Saved entries:
....................
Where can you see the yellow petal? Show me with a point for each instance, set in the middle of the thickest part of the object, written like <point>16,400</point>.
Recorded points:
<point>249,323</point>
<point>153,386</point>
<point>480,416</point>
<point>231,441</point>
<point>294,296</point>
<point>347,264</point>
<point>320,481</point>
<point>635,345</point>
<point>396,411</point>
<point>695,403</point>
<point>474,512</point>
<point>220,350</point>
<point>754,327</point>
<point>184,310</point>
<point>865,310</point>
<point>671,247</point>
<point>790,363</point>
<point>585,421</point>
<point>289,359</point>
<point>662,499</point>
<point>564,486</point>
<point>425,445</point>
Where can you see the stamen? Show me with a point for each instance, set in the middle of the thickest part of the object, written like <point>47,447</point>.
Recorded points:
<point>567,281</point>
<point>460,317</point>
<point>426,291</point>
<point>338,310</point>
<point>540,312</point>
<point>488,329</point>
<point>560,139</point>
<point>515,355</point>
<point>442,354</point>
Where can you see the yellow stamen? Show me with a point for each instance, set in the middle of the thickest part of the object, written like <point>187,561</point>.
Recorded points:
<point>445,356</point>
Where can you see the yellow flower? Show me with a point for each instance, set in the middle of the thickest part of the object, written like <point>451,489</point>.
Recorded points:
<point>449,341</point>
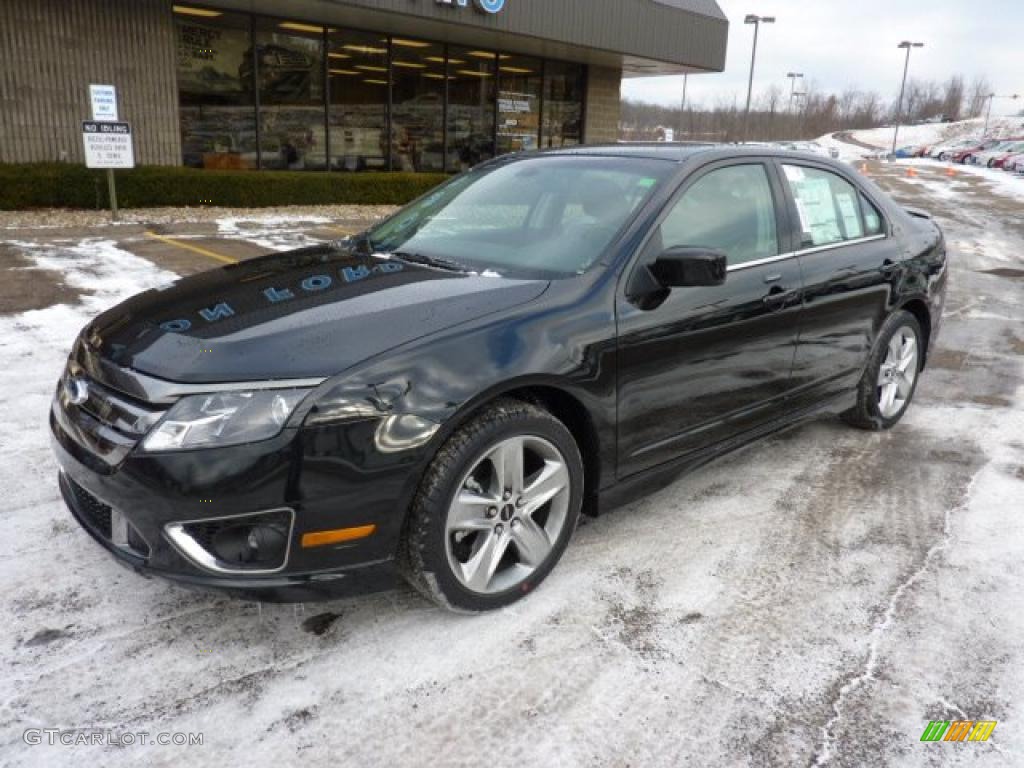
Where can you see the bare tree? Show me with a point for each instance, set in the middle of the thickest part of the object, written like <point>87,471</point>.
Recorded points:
<point>977,95</point>
<point>952,99</point>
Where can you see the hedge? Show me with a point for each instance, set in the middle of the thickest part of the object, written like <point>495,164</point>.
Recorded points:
<point>67,185</point>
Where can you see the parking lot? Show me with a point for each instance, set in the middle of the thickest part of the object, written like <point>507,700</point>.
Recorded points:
<point>812,600</point>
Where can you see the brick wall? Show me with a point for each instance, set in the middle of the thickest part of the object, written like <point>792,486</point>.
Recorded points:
<point>51,50</point>
<point>603,104</point>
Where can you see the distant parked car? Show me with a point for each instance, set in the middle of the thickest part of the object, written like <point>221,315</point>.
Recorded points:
<point>997,159</point>
<point>1014,163</point>
<point>964,156</point>
<point>942,152</point>
<point>908,152</point>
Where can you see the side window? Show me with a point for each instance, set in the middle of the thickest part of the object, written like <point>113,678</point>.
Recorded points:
<point>872,219</point>
<point>829,207</point>
<point>730,210</point>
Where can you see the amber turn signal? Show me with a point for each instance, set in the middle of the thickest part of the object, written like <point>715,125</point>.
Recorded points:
<point>338,536</point>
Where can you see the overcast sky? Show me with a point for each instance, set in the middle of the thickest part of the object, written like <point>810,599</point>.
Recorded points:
<point>852,43</point>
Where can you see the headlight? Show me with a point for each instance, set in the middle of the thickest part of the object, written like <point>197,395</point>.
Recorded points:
<point>223,419</point>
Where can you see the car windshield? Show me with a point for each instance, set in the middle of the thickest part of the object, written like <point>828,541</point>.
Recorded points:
<point>547,216</point>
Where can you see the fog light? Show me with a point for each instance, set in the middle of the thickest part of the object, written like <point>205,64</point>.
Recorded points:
<point>251,544</point>
<point>261,545</point>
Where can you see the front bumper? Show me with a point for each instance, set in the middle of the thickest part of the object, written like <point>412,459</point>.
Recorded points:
<point>327,477</point>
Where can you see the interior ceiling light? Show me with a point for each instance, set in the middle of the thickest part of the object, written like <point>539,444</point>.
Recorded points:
<point>187,10</point>
<point>365,49</point>
<point>410,43</point>
<point>296,27</point>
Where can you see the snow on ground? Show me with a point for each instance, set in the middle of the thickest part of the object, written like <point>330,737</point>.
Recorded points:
<point>815,599</point>
<point>997,181</point>
<point>272,232</point>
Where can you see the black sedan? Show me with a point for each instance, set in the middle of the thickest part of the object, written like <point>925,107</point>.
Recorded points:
<point>441,396</point>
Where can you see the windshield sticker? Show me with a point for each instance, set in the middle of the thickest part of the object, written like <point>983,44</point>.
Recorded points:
<point>819,212</point>
<point>851,220</point>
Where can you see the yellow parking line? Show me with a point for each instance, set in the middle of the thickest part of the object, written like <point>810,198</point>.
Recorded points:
<point>195,249</point>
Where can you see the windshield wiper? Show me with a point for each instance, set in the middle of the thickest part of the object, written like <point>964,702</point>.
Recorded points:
<point>434,261</point>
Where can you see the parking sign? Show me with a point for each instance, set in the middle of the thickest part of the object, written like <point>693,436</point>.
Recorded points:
<point>104,102</point>
<point>108,144</point>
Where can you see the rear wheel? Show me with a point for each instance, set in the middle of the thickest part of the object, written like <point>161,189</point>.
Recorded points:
<point>496,510</point>
<point>891,377</point>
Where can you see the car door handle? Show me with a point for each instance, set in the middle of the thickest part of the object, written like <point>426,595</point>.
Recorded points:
<point>779,296</point>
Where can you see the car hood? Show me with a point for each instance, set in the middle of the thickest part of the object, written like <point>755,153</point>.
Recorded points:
<point>300,314</point>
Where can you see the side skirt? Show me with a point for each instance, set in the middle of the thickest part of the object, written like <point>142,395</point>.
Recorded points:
<point>649,480</point>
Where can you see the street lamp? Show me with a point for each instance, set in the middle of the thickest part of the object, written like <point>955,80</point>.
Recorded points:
<point>793,85</point>
<point>899,104</point>
<point>757,22</point>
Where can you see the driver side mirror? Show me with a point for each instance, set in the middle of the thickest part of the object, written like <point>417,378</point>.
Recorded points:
<point>683,266</point>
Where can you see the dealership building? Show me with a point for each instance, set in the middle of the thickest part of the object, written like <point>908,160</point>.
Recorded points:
<point>338,85</point>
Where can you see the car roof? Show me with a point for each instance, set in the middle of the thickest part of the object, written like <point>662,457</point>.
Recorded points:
<point>682,152</point>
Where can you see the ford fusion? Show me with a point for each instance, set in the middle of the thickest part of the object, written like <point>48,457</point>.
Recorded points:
<point>443,395</point>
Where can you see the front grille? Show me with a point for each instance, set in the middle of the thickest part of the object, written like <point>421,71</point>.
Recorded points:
<point>107,521</point>
<point>96,514</point>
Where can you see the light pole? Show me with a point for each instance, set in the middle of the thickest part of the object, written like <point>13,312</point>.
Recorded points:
<point>899,104</point>
<point>757,22</point>
<point>793,85</point>
<point>682,115</point>
<point>988,114</point>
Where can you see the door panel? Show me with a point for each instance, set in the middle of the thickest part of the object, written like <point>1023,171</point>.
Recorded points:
<point>709,364</point>
<point>848,264</point>
<point>846,292</point>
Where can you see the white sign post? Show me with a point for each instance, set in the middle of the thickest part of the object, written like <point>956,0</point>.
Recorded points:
<point>103,99</point>
<point>104,102</point>
<point>109,145</point>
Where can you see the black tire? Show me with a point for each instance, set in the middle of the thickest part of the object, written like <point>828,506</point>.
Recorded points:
<point>423,556</point>
<point>866,414</point>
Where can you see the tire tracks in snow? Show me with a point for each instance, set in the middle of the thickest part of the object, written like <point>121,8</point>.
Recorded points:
<point>880,630</point>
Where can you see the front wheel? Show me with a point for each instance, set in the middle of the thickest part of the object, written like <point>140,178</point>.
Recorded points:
<point>891,377</point>
<point>496,509</point>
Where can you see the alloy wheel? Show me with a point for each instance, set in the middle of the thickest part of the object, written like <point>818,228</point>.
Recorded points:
<point>898,372</point>
<point>507,514</point>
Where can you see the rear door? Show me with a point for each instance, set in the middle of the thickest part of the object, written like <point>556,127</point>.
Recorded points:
<point>708,365</point>
<point>849,262</point>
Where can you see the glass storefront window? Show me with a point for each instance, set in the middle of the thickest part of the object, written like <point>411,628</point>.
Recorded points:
<point>357,72</point>
<point>563,88</point>
<point>472,89</point>
<point>518,103</point>
<point>280,94</point>
<point>217,112</point>
<point>290,69</point>
<point>417,105</point>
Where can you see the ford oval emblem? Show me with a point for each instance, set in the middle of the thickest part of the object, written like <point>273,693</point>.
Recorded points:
<point>78,391</point>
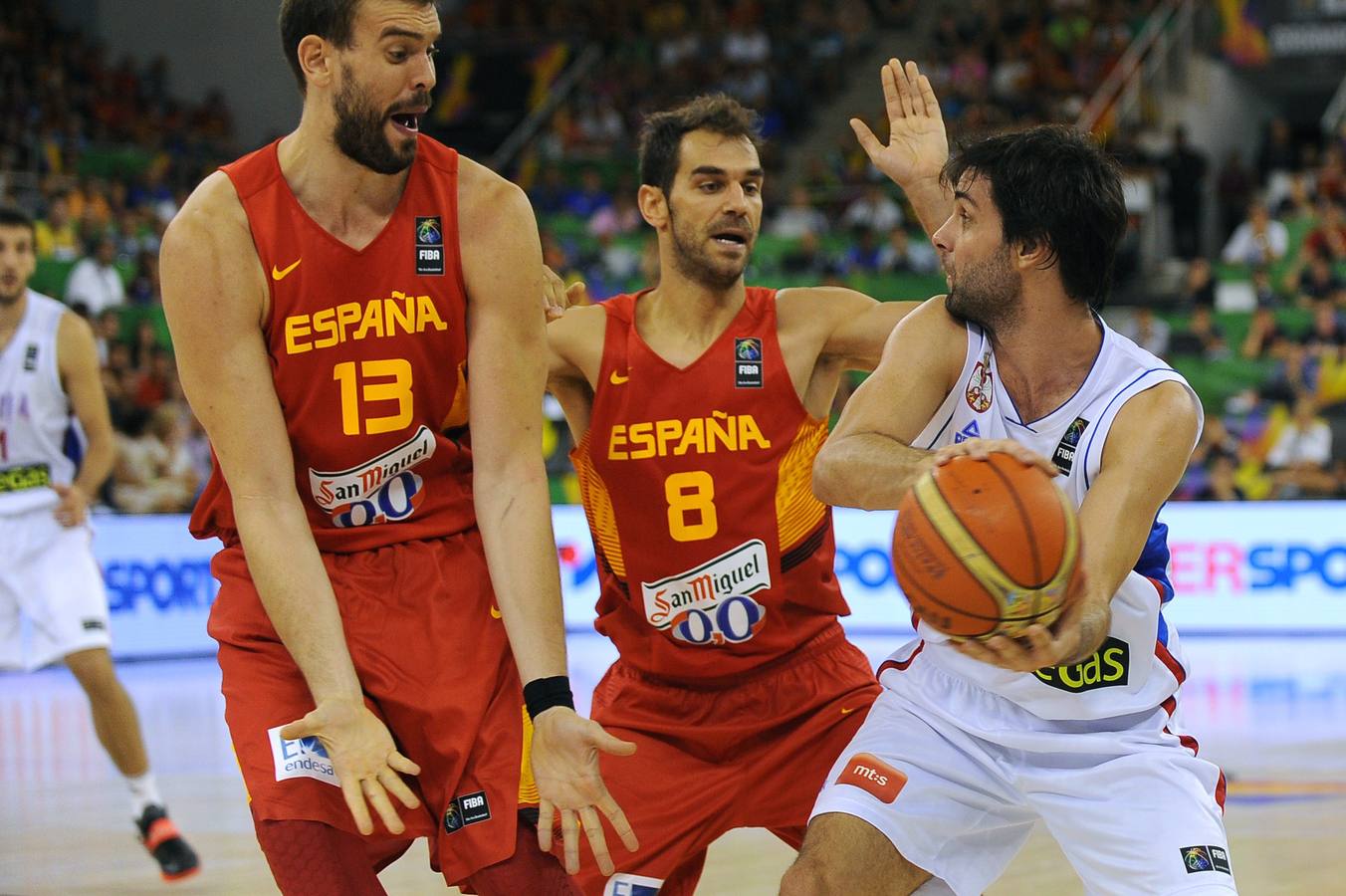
....................
**Instructions to follow**
Reproduce the records above line by line, without any change, up to and including the line that holds "Where can you see the stamen?".

**Answer space**
Where can you see the yellow petal? Show me with a point for each instance, set in the middle of the thickest part of the object, written like <point>16,400</point>.
Recorded points:
<point>249,323</point>
<point>153,386</point>
<point>480,416</point>
<point>231,441</point>
<point>294,296</point>
<point>347,264</point>
<point>320,481</point>
<point>635,345</point>
<point>396,411</point>
<point>695,403</point>
<point>474,512</point>
<point>220,350</point>
<point>754,327</point>
<point>184,310</point>
<point>865,310</point>
<point>671,247</point>
<point>790,363</point>
<point>585,421</point>
<point>289,359</point>
<point>662,499</point>
<point>564,486</point>
<point>425,445</point>
Where can you see the stamen? Show me with a point for each instance, set in the middle of the thickest part of the object, written like <point>47,447</point>.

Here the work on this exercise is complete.